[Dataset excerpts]
BEGIN
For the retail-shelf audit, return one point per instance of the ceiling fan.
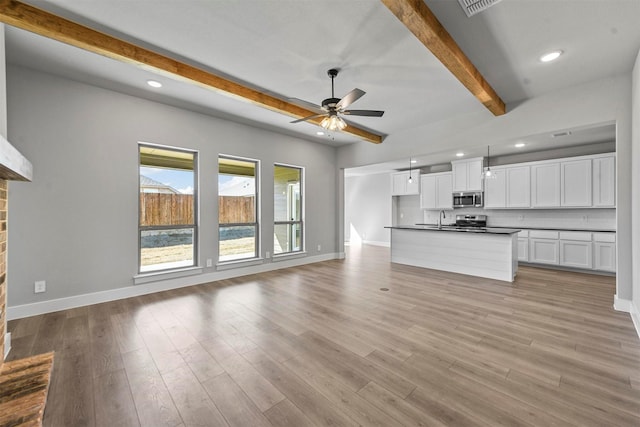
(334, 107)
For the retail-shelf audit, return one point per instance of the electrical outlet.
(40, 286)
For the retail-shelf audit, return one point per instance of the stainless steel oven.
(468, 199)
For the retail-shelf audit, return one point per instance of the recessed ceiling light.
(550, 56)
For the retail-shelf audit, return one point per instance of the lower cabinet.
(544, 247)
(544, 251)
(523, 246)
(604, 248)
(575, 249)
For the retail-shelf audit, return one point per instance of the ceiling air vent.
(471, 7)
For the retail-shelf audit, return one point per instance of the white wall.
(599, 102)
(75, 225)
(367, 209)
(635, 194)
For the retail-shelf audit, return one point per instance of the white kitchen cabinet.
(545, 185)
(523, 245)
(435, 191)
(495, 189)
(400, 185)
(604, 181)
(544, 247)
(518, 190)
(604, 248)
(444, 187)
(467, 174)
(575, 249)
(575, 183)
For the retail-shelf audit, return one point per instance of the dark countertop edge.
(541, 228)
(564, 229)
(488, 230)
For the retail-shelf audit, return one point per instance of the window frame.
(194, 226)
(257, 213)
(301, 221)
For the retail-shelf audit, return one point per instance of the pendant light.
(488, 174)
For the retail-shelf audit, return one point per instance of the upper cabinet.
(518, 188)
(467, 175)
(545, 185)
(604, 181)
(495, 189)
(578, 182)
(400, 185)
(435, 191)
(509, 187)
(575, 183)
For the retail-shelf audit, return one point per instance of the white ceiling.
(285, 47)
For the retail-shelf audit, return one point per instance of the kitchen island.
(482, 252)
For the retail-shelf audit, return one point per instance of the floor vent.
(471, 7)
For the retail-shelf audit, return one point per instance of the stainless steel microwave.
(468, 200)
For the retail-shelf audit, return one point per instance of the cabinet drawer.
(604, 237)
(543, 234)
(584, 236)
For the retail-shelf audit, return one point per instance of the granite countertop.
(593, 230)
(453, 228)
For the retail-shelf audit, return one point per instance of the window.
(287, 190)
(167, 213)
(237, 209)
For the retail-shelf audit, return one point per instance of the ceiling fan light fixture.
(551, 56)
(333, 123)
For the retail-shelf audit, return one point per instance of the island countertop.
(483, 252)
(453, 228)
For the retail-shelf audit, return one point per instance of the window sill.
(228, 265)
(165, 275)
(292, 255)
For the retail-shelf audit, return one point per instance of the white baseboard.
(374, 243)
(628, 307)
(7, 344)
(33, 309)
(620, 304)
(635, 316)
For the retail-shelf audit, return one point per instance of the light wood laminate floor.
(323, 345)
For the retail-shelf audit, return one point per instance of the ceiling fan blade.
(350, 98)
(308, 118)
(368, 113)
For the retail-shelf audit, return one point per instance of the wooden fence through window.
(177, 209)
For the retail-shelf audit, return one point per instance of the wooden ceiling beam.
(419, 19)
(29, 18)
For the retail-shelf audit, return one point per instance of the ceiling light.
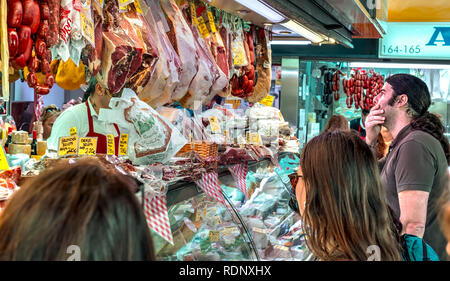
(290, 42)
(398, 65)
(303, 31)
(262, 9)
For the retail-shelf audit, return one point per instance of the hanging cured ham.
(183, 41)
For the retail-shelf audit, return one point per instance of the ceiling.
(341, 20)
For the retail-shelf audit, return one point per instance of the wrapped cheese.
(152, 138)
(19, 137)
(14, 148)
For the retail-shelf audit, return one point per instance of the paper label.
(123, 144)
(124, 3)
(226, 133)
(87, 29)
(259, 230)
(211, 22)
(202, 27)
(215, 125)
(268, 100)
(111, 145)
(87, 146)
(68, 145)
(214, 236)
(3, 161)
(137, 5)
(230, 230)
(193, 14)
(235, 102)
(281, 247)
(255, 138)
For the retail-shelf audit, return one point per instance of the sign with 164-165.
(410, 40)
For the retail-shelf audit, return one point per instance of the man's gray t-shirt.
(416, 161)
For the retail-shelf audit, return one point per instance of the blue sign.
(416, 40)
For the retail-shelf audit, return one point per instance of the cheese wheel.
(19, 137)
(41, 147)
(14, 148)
END
• **Exercise aim**:
Repeat all of the data above word for word, minus the pictures.

• **Problem solution**:
For the retail-shelf audit, return one point per instance of the ceiling fan.
(334, 107)
For the retail-shelf audit, return one point per instance of the electrical outlet.
(40, 286)
For the retail-shelf audit, return one point per instance of the stainless steel oven.
(468, 199)
For the retail-shelf audit, return one point per instance of the recessed ceiling light.
(550, 56)
For the retail-shelf audit, return one point per instance of the lower cabinet.
(544, 247)
(544, 251)
(523, 246)
(604, 248)
(575, 249)
For the retail-shelf audit, return one point per instance of the ceiling air vent.
(471, 7)
For the retail-shelf audit, return one point per instance of the white wall.
(599, 102)
(75, 225)
(367, 209)
(635, 194)
For the retail-shelf audit, return one point per instance of the white kitchen cabinet.
(545, 185)
(523, 245)
(435, 191)
(495, 189)
(400, 185)
(604, 181)
(544, 247)
(518, 190)
(604, 248)
(444, 187)
(467, 174)
(575, 249)
(575, 183)
For the retail-shelf audit, return one point per instance of the dark countertop edge.
(541, 228)
(564, 229)
(488, 230)
For the retail-shelf audit, return one point per instance of the window frame.
(194, 226)
(257, 213)
(301, 221)
For the retail-shelf audit, return one point per instance of the pendant light.
(488, 174)
For the retail-shelf audit, return one point per instance of the upper cabinet.
(518, 188)
(467, 175)
(545, 185)
(604, 181)
(495, 189)
(578, 182)
(400, 185)
(435, 191)
(509, 187)
(575, 183)
For the retail-shelf audit, return one point per instance of the white ceiling.
(285, 47)
For the retail-shelf audit, return one point per instance of the kitchen island.
(482, 252)
For the retail-shelf audit, return one point per instance of the floor vent.
(471, 7)
For the retail-shelf audit, return one point per instance of the stainless steel microwave.
(468, 200)
For the retail-shelf audit, return one point per instance of the cabinet drawer.
(604, 237)
(543, 234)
(584, 236)
For the retail-shelf audit, return one point per instance of the granite countertop.
(593, 230)
(453, 228)
For the retail-shelf audit, return one point per instance of the window.
(287, 190)
(167, 213)
(237, 209)
For the retail-shelf audit, return one point per instance of the ceiling fan light fixture.
(551, 56)
(333, 123)
For the retail-shelf audit, return one point per instance of the island countertop.
(483, 252)
(453, 228)
For the retail-shelf audit, return one point per instance of the window sill.
(228, 265)
(165, 275)
(292, 255)
For the retail-shelf audit, return one point per instance of the white baseboard.
(374, 243)
(628, 307)
(7, 344)
(33, 309)
(620, 304)
(635, 316)
For the retail-shelf audit, return one point per instance of the light wood laminate floor.
(323, 345)
For the retail-shelf audit, return one point per instance of the ceiling fan blade.
(350, 98)
(308, 118)
(368, 113)
For the retail-shelf audit, return one point per instance of the wooden fence through window.
(177, 209)
For the retail-shelf audit, return one point per instance of the wooden ceiling beam.
(419, 19)
(29, 18)
For the retail-shelf audit, return one point per instance of the ceiling light.
(290, 42)
(398, 65)
(303, 31)
(262, 9)
For the retail-shelf audit, return one point per instance of the hanging cured ham.
(183, 41)
For the retail-shelf audit, return one point per instance of the ceiling.
(341, 20)
For the retail-shelf audit, return one point per instance of the wrapped cheese.
(152, 138)
(19, 137)
(14, 148)
For the retail-shelf audit, return one point per instance of the paper label.
(123, 144)
(124, 3)
(226, 133)
(87, 29)
(259, 230)
(211, 22)
(202, 27)
(215, 125)
(268, 100)
(111, 145)
(87, 146)
(68, 145)
(214, 236)
(3, 161)
(137, 5)
(230, 230)
(193, 14)
(235, 102)
(281, 247)
(255, 138)
For the retail-shelf audit, return one point per instance of the sign with 164-165.
(410, 40)
For the retail-shelf audit, return one point per instance of the man's gray t-shirt.
(416, 161)
For the retail-shelf audit, return one point per instance of the blue sign.
(416, 40)
For the retail-shelf audit, return one point per instance of the cheese wheel.
(19, 137)
(41, 147)
(14, 148)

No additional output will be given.